2. Atentos o facto de ter sido interrogada pelo Ministério Público na fase do inquérito e o acto de prestação do consentimento escrito para a audiência de julgamento poder ser realizada na sua ausência, é de concluir que ela já soube da existência do subjacente processo penal aberto nomeadamente pela conduta de reentrada ilegal, pelo que ao ter voltado a cometer este crime, mostrou ela que as exigências da prevenção especial do crime de reentrada ilegal já não poderem ser alcancadas, devendo, pois, ser revogada, sob a égide do art.o 54.o, n.o 1, alínea b), do Código Penal, a suspensão da execução da pena de prisão então imposta.
O relator,
Chan Kuong Seng

Processo n.º 979/2015
(Autos de recurso penal)
Arguida recorrente: B (B)

Entradas de dados extraídos
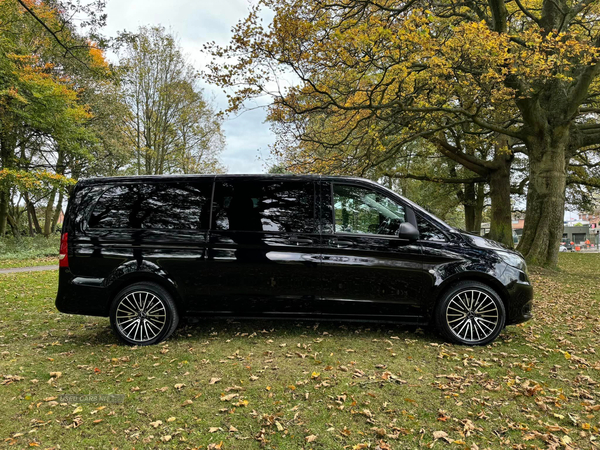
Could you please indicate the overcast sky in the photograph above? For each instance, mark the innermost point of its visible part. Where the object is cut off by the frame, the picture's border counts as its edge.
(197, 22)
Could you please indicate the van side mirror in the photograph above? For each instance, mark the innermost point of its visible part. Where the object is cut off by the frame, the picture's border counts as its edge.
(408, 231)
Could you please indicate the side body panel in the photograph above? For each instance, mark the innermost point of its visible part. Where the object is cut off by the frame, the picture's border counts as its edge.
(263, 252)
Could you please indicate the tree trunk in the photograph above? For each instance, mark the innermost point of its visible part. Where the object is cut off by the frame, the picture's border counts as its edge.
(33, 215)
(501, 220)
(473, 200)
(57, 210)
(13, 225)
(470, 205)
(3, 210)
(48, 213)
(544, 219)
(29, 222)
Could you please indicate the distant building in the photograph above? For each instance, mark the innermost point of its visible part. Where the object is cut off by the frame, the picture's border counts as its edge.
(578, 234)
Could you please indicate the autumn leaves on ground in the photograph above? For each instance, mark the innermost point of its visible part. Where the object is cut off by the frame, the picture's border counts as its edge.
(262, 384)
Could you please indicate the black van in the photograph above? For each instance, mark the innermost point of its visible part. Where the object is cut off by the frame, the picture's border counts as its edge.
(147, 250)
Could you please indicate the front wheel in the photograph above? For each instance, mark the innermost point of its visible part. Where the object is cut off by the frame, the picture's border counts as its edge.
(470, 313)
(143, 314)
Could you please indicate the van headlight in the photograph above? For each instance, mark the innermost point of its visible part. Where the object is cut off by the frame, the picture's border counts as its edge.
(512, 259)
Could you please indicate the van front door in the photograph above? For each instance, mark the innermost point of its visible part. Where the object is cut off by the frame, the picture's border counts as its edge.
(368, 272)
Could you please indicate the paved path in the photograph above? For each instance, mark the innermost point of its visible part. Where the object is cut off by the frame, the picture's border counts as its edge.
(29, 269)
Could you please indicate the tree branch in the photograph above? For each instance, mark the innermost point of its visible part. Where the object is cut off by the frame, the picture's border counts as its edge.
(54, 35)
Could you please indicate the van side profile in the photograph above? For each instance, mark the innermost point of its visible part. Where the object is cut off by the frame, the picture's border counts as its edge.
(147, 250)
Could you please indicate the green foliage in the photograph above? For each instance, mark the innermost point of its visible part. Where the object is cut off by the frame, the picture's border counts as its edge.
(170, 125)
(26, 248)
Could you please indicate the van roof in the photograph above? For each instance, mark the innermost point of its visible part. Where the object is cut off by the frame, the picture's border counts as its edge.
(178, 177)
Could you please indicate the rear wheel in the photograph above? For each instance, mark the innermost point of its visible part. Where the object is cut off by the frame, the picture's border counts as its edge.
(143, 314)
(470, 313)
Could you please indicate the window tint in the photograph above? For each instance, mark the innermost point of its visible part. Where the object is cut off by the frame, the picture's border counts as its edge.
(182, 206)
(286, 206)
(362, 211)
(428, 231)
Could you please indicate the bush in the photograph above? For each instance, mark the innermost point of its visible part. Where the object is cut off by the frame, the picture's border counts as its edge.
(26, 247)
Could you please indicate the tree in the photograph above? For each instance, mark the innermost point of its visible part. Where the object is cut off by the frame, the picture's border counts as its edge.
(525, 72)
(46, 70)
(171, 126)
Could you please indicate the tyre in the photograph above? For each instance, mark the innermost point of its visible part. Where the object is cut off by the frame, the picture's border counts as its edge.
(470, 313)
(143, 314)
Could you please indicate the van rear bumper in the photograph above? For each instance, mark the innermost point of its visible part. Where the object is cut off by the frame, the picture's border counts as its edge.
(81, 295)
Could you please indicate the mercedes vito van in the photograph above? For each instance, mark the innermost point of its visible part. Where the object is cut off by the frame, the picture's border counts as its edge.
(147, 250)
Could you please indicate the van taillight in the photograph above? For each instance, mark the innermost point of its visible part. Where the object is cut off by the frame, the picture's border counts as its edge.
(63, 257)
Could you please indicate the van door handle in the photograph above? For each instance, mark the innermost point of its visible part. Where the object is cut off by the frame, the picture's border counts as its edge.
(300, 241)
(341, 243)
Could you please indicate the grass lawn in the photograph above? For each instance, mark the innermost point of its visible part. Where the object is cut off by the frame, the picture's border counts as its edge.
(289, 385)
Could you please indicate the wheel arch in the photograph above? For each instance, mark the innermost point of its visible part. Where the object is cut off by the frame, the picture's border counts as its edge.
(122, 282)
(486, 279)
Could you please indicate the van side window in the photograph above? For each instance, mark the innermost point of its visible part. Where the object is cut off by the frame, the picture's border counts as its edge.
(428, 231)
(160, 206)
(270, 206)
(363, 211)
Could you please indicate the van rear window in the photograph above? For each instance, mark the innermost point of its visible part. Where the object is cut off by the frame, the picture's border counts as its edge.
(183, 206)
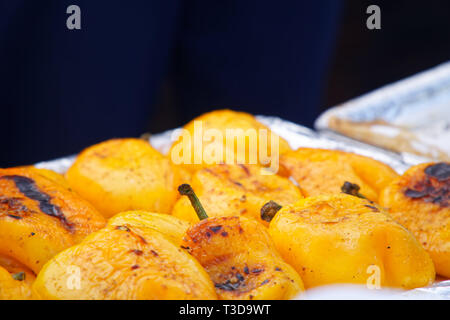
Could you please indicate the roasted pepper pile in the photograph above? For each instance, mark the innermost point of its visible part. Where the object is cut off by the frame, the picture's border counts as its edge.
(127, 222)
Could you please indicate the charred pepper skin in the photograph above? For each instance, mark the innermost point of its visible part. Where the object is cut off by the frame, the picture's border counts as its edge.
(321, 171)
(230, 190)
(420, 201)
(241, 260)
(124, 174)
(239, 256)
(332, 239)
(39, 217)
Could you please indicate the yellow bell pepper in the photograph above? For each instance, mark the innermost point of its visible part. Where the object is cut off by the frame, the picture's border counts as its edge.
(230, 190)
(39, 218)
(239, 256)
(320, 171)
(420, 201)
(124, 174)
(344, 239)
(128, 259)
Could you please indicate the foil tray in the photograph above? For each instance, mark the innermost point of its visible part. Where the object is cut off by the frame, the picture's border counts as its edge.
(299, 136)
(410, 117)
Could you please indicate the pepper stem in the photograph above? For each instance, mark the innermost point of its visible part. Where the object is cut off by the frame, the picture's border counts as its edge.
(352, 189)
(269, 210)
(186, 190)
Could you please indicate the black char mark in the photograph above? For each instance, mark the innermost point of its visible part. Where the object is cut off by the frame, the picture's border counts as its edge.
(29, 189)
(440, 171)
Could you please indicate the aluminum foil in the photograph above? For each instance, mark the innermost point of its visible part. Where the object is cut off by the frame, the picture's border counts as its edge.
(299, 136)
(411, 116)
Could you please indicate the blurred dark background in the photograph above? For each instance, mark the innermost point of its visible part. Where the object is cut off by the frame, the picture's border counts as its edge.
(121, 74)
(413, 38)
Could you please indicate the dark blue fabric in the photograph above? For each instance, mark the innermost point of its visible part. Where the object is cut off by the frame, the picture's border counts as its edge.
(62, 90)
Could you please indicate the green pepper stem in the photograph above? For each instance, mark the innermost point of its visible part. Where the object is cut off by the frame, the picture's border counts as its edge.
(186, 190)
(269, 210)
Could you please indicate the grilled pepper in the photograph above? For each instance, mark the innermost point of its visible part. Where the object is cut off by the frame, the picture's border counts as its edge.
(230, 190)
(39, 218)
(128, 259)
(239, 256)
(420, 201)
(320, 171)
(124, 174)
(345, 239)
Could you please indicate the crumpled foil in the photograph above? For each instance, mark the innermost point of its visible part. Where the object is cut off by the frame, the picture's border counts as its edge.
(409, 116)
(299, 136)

- As suas tarefas -
[a] Enumere os dados de identificação do processo que surgem no texto extraído depois do parágrafo numerado.
[b] Converta numa lista JSON de strings as linhas dos registos que vão da linha com "Could you please indicate the blurred" até ao fim dos registos, com ambas as pontas incluídas. Ponha uma string por linha e deixe de fora as linhas em branco.

- Soluções das tarefas -
[a]
- Relator: Chan Kuong Seng
- Processo n.º 979/2015
- Autos de recurso penal
- Arguida recorrente: B (B)

[b]
[
  "Could you please indicate the blurred dark background in the photograph above? For each instance, mark the innermost point of its visible part. Where the object is cut off by the frame, the picture's border counts as its edge.",
  "(121, 74)",
  "(413, 38)",
  "Could you please indicate the dark blue fabric in the photograph above? For each instance, mark the innermost point of its visible part. Where the object is cut off by the frame, the picture's border counts as its edge.",
  "(62, 90)",
  "Could you please indicate the green pepper stem in the photograph above? For each instance, mark the innermost point of its visible part. Where the object is cut off by the frame, the picture's border counts as its edge.",
  "(186, 190)",
  "(269, 210)",
  "Could you please indicate the grilled pepper in the photograph above? For each instance, mark the innermost point of its visible part. Where the object is cut off by the frame, the picture's border counts as its edge.",
  "(230, 190)",
  "(39, 218)",
  "(128, 259)",
  "(239, 256)",
  "(420, 201)",
  "(320, 171)",
  "(124, 174)",
  "(345, 239)",
  "Could you please indicate the crumpled foil in the photograph above? For each instance, mark the innermost point of its visible part. Where the object is cut off by the frame, the picture's border counts as its edge.",
  "(409, 116)",
  "(299, 136)"
]